### Recorded data
-- Opening Marker --

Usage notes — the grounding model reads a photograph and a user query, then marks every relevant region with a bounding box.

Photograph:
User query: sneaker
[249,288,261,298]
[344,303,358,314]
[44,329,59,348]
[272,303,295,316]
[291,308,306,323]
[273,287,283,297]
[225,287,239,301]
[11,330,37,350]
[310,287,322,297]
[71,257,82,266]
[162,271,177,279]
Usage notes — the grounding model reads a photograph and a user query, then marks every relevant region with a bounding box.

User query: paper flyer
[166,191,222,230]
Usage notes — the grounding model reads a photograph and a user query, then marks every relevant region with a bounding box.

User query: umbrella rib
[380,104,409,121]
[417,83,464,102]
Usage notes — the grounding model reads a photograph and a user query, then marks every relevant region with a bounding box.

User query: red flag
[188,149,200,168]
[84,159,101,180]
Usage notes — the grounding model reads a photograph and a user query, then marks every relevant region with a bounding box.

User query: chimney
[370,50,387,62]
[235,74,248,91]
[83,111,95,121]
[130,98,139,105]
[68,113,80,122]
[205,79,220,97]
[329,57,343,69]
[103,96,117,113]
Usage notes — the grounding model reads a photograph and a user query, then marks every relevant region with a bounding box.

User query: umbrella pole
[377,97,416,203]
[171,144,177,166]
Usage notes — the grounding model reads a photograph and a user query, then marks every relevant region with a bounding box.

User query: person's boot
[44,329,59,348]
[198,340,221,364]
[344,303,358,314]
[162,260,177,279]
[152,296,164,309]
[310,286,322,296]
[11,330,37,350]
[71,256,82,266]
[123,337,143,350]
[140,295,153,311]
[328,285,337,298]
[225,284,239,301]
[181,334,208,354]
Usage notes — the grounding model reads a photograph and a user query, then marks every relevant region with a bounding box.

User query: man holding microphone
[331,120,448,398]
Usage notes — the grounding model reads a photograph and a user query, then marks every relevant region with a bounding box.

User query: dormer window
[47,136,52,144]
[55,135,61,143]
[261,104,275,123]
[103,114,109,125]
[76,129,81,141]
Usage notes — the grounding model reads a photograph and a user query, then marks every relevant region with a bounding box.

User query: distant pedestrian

-- Closing Marker --

### Requirement
Restate exactly, and only, every line from the one that contains "User query: person's boot" through the last line of the records.

### Exercise answer
User query: person's boot
[44,329,59,348]
[198,340,221,364]
[344,303,358,314]
[162,260,177,279]
[152,296,164,309]
[310,286,322,296]
[11,330,37,350]
[71,256,82,266]
[123,337,143,350]
[140,295,153,311]
[328,285,337,298]
[225,284,239,301]
[181,334,208,354]
Usage notes — the grounding model reads a photograph and a user query, then marks every relevant region with a bounding box.

User query: man holding microphone
[331,120,448,398]
Usage notes — the grounding model reads a photograph and a user query, then marks every relevant region with a bounding box.

User query: dormer window
[47,136,52,144]
[55,135,61,143]
[261,104,275,123]
[103,114,109,125]
[76,129,81,141]
Usage notes — the grounding model reads a photograph and a user query, then marks every relevant region with a bounding box.

User query: distant pedestrian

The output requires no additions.